## [What to work on]
Output all of the records exactly, word for word.

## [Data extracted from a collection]
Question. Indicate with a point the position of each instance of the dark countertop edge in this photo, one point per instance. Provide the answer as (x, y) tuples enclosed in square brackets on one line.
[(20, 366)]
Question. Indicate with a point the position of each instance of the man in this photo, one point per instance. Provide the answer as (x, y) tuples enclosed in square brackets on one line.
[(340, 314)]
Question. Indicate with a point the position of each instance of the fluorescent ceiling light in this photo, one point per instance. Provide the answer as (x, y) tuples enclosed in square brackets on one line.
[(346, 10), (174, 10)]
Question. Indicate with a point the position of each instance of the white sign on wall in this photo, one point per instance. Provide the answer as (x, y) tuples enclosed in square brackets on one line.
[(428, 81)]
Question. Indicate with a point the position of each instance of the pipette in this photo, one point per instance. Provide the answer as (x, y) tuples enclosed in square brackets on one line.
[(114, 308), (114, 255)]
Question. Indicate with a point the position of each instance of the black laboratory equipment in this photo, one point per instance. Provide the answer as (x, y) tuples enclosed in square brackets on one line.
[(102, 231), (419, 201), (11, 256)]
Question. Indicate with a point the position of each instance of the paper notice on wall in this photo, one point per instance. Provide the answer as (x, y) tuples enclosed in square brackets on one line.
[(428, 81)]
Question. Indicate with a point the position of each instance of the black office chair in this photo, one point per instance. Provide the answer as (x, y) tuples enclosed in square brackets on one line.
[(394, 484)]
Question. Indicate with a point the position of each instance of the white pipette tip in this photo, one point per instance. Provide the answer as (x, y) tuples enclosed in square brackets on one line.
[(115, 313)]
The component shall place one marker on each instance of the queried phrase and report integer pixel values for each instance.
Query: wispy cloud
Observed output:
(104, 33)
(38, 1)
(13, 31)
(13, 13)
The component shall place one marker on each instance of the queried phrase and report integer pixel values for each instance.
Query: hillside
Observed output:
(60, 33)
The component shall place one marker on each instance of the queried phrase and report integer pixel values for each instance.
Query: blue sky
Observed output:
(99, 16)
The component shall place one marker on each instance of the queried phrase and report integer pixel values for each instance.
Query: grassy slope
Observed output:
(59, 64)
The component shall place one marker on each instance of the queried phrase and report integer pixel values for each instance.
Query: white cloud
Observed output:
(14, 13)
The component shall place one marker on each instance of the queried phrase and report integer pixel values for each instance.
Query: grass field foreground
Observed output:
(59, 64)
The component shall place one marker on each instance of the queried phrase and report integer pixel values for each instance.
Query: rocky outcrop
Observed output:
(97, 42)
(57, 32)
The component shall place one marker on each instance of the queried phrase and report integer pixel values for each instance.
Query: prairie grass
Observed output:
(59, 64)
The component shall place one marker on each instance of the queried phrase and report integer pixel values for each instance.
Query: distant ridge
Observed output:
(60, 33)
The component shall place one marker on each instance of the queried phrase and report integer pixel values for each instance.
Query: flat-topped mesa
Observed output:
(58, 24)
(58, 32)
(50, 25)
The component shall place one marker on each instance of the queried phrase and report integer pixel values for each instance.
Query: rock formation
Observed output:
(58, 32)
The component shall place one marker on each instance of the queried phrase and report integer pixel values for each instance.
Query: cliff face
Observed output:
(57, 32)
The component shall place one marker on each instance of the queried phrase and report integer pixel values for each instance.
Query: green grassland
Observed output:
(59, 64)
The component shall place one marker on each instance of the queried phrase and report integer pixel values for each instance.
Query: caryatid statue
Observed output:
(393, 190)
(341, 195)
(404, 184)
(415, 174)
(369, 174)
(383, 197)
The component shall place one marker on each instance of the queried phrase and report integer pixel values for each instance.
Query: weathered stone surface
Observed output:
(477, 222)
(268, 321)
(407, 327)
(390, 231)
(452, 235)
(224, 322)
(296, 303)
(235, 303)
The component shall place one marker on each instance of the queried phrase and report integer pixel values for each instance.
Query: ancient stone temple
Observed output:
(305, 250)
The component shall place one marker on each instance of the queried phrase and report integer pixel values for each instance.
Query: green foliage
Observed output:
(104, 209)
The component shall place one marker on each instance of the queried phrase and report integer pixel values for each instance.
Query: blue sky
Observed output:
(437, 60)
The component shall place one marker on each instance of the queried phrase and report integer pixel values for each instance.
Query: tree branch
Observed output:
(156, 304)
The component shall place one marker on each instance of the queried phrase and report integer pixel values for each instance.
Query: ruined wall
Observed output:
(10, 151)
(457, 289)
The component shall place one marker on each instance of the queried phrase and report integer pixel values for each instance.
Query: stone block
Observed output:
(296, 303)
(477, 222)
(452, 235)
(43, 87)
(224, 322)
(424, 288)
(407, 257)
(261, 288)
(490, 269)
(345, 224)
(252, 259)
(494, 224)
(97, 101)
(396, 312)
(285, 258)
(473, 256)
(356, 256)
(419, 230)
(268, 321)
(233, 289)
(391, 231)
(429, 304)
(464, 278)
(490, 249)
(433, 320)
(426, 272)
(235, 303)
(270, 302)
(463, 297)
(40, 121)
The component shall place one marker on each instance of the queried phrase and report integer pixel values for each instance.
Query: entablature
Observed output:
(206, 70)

## [Task response]
Question. Indicate with a point the position of each instance of the dark countertop edge in this photo, one point per instance. Provide the answer as (x, y) tuples enclosed in square brackets on one line.
[(20, 366)]
Question. Indicate with a point the position of each instance of the man in this photo, one point per instance. Provide the answer as (x, y) tuples enclosed in square brackets on one line.
[(340, 314)]
Question. Indicate with a point the position of each instance of the fluorescent ceiling light in this photo, one point per instance. Provide the answer as (x, y) tuples enclosed in square brackets on one line.
[(346, 10), (174, 10)]
Question. Indicate with a point the position of each instance of the white sign on wall in this photo, one point per instance. Provide the answer as (x, y) tuples enclosed in square brackets on one line.
[(428, 81)]
Question. Indicate with a point the position of each instance of the pipette in this photo, one point per instance. Provide the answer as (x, y) tuples enclosed in square brackets on one line.
[(114, 308), (114, 255)]
Question. Indicate with a point the position of each instance of the black laboratory equipment in this photo, one point per instance. Provide the answer as (x, y) tuples enclosed in square brackets on one line.
[(102, 231), (419, 201), (11, 256)]
Question. Indicate with a point the position of each instance of the paper notice on wall in this photo, one point per instance. Provide the answer as (x, y) tuples enclosed in square brackets on one line.
[(428, 81)]
Question. Indicate with a point the position of each instance of the black office chair in this photo, one point per instance. Provide the answer as (x, y) tuples enclosed in square brackets on one line.
[(394, 484)]
Question. Indicate with a point the position of each instance of the white pipette tip in this photo, one point per instance. Provide the answer as (x, y) tuples enclosed in square brackets on one line.
[(115, 313)]
The component shall place one marker on each instance of the queried phrase and report integer pixel values for each instance.
Query: wispy cloud
Observed output:
(104, 33)
(38, 1)
(13, 31)
(13, 13)
The component shall place one marker on each instance of the queried phrase and report integer pixel values for each instance.
Query: hillside
Observed output:
(60, 33)
The component shall place one marker on each instance of the queried phrase and report integer pixel values for each instance.
Query: blue sky
Observed output:
(99, 16)
The component shall place one marker on each instance of the queried phrase and report integer pixel values for each instance.
Query: grassy slope
Observed output:
(59, 64)
The component shall place one marker on each instance of the queried phrase and report integer pixel values for each instance.
Query: white cloud
Observed output:
(14, 13)
The component shall place one marker on each instance of the queried phrase and report integer pixel values for each instance.
Query: grass field foreground
Observed output:
(59, 64)
The component shall place one marker on each instance of the queried phrase and report integer pixel values for each instance.
Query: rocky outcrop
Observed output:
(97, 42)
(57, 32)
The component shall place one marker on each instance of the queried phrase and report integer pixel values for each instance.
Query: prairie grass
Observed output:
(59, 64)
The component shall place one marker on each instance of the queried phrase and report integer pixel values for each instance.
Query: distant ridge
Observed output:
(60, 33)
The component shall place one marker on each instance of the queried phrase and report integer pixel values for each instance.
Query: flat-topped mesa
Observed output:
(58, 24)
(58, 32)
(50, 25)
The component shall place one marker on each instance of the queried phrase and report integer pixel values for each instance.
Query: rock formation
Observed output:
(58, 32)
The component shall place one marker on each instance of the queried phrase and report integer pixel values for each instance.
Query: cliff face
Observed output:
(57, 32)
The component shall place one marker on each instance of the queried phrase and report integer pixel values for each instance.
Query: green grassland
Observed output:
(59, 64)
The component shall place one marker on each instance of the queried phrase and report integer pixel values for each instance.
Query: caryatid statue
Observed output:
(393, 190)
(341, 195)
(404, 184)
(415, 174)
(369, 174)
(383, 197)
The component shall place one marker on each instance of the queried phrase and report integer pixel values for each instance.
Query: weathered stone surface
Observed output:
(477, 222)
(268, 321)
(407, 327)
(390, 231)
(452, 235)
(224, 322)
(296, 303)
(235, 303)
The component shall place one marker on each instance of the queried phrase and report integer pixel values for each instance.
Query: ancient stone temple
Observed output:
(305, 250)
The component shall place one marker on each instance of the queried phrase and report integer pixel values for each instance.
Query: green foliage
Observed output:
(104, 209)
The component shall place one marker on each instance of the queried phrase and report integer pixel values for each instance.
Query: blue sky
Observed output:
(437, 60)
The component shall place one marker on each instance of the queried phrase and report integer pixel values for each instance.
Query: tree branch
Observed output:
(156, 304)
The component shall place one marker on each instance of the queried phrase and report integer pixel values for each instance.
Query: ruined wall
Observed output:
(10, 151)
(457, 289)
The component shall place one marker on each instance of the queried phrase and report integer pixel values for each instance.
Query: stone block
Observed output:
(296, 303)
(477, 222)
(452, 235)
(43, 87)
(224, 322)
(424, 288)
(407, 257)
(261, 288)
(490, 269)
(345, 224)
(252, 259)
(494, 224)
(97, 101)
(396, 312)
(285, 258)
(473, 256)
(356, 256)
(419, 230)
(268, 321)
(233, 289)
(391, 231)
(429, 304)
(464, 278)
(490, 249)
(433, 320)
(426, 272)
(235, 303)
(270, 302)
(463, 297)
(40, 121)
The component shall place one marker on each instance of the queried phrase and report integer pixel values for each instance.
Query: entablature
Observed output:
(206, 70)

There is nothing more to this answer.